◆ Task instructions
Exact copies of all the records are the expected output.

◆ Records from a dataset
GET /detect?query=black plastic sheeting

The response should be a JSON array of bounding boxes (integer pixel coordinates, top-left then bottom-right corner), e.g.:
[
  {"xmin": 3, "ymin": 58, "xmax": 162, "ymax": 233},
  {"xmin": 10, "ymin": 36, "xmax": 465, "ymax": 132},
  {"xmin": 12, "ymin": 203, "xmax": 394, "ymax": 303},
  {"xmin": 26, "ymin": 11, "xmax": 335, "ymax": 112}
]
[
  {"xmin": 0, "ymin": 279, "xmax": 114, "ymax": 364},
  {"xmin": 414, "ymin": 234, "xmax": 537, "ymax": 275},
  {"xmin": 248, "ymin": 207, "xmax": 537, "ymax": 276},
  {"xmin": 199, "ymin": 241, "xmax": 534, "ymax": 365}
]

◆ Result of this task
GET /detect?query=black plastic sheeting

The response should be a JSON array of bounding boxes (integer pixel coordinates, top-left then bottom-right corner), e.g.:
[
  {"xmin": 3, "ymin": 58, "xmax": 162, "ymax": 233},
  {"xmin": 10, "ymin": 36, "xmax": 465, "ymax": 132},
  {"xmin": 12, "ymin": 203, "xmax": 394, "ymax": 303},
  {"xmin": 26, "ymin": 11, "xmax": 335, "ymax": 112}
]
[
  {"xmin": 0, "ymin": 279, "xmax": 114, "ymax": 364},
  {"xmin": 414, "ymin": 234, "xmax": 537, "ymax": 275},
  {"xmin": 248, "ymin": 207, "xmax": 537, "ymax": 276},
  {"xmin": 199, "ymin": 241, "xmax": 534, "ymax": 365}
]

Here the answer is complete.